The DSS80 featured technological innovations in comparison with contemporary systems. For instance, it didn't require a sound card installed but actually featured its own integrated sound hardware which could be connected via USB and allowed digital quality playback, synchronized hardware and software volume controls, the use of a 10-band graphic equalizer and Microsoft Surround Sound.

To support computers without USB, and to enable users to take advantage of present high-end sound hardware, it additionally featured 3.5mm analog line-in.

It was possible to connect the system both ways to ensure highest compatibility with both analog and digital audio content.

==Technical specifications==

- System type: Biamplified, stereophonic speakers and dual voice coil subwoofer
- Amplification: High efficiency, class-D switch-mode power amplifier
- Rated power output (per IEC 268.3):
  - Subwoofer: 44 W
  - Left/Right Speakers: 32 W, 16 W per speaker
- Frequency response: 40 Hz to 20,000 Hz
- Transducers:
  - Subwoofer: 5.25" Dual voice coil active woofer, 6" wOOx passive radiator
  - Left/Right Speakers: 3" full range, magnetically shielded
- Power supply (subwoofer only): AC 110-220 V, 50–60 Hz, 310 mA @ 220 V
- Electronic crossover frequency (subwoofer to a speaker): 160 Hz
- Electronic crossover filter slopes:
  - Subwoofer: -18 dB/octave at 160 Hz
  - Left/Right Speakers: +12 dB/octave at 160 Hz
- Digital input sensitivity: Full Scale minus 12 dB
- Analog input sensitivity: 0.180 V rms for rated output power
- Analog input impedance: > 10 kΩ

==Control Speaker Cable Wiring information==

Plug pattern

The plug on the Microsoft DSS80 control satellite speaker ( right speaker ) is a Mini-DIN 4
 plug. It is a proprietary connector.

Record extracts:
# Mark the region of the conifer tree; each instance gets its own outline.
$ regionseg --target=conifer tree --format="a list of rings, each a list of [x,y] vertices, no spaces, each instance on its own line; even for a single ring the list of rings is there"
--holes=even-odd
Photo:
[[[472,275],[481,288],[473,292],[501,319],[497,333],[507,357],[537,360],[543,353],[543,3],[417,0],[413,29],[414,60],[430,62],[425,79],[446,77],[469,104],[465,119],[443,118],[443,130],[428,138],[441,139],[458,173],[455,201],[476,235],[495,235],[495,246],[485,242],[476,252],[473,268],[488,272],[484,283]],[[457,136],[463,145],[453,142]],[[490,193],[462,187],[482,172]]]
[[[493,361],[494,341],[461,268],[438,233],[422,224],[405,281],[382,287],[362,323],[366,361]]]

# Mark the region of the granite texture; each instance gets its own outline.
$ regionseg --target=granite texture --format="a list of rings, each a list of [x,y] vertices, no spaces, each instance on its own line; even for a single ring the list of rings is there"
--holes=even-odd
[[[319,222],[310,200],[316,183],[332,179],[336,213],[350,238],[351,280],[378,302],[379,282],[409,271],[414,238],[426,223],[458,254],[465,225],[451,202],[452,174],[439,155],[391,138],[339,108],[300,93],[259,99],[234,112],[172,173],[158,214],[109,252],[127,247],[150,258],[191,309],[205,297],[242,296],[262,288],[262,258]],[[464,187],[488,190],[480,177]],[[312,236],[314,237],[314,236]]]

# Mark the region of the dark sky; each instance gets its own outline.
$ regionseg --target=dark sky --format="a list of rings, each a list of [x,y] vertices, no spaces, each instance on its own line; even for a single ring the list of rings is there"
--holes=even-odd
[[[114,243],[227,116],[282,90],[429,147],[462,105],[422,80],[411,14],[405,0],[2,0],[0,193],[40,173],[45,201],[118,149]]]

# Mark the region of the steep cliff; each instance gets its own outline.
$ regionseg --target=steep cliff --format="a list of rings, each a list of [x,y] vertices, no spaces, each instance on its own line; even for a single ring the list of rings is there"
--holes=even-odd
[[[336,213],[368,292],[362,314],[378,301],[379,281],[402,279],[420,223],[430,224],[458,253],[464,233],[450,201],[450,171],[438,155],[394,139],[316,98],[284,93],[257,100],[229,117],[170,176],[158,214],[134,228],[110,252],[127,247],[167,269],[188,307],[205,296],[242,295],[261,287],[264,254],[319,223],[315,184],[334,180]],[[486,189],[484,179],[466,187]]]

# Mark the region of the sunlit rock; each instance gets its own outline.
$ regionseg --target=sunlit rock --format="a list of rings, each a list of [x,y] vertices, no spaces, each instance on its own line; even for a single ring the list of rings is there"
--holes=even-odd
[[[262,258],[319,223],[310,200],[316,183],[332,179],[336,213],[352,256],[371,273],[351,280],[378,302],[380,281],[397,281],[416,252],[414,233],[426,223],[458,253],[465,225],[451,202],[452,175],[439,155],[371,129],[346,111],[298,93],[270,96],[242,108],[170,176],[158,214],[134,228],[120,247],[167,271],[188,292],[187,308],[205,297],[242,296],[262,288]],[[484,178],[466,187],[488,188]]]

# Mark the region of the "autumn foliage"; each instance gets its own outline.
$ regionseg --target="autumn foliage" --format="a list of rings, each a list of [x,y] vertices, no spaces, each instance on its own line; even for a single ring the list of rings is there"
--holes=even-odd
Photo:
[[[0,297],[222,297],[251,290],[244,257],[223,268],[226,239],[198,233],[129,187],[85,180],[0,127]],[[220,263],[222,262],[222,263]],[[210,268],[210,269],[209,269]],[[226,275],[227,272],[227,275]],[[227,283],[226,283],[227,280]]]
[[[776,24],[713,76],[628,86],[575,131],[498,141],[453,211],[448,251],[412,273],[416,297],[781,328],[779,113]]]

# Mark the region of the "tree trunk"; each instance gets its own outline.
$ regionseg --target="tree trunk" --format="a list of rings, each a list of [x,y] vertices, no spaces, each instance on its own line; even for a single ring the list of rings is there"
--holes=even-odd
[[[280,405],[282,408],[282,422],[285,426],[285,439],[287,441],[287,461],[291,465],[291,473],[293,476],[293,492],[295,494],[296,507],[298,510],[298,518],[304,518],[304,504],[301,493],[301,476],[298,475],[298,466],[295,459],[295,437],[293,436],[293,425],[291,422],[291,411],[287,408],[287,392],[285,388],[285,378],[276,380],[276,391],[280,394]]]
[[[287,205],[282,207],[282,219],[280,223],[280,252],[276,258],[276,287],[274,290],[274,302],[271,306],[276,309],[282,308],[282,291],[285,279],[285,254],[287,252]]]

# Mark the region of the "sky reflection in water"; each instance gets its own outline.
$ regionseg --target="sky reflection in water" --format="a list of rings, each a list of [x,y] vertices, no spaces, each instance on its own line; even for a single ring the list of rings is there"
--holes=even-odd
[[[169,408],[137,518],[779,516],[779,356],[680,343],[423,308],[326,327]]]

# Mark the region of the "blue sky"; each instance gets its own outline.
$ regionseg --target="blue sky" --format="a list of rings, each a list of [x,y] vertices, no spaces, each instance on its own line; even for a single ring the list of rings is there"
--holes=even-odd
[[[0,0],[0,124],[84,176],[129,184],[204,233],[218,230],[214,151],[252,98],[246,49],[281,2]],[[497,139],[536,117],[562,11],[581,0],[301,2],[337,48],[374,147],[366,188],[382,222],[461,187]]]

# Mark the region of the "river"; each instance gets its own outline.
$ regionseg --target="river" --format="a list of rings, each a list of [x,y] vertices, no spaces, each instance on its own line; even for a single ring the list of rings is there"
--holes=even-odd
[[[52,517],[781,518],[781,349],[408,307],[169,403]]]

Action item:
Extract the passage of the DSS80 speaker text that starts at "To support computers" and ends at "3.5mm analog line-in.".

Exercise response:
To support computers without USB, and to enable users to take advantage of present high-end sound hardware, it additionally featured 3.5mm analog line-in.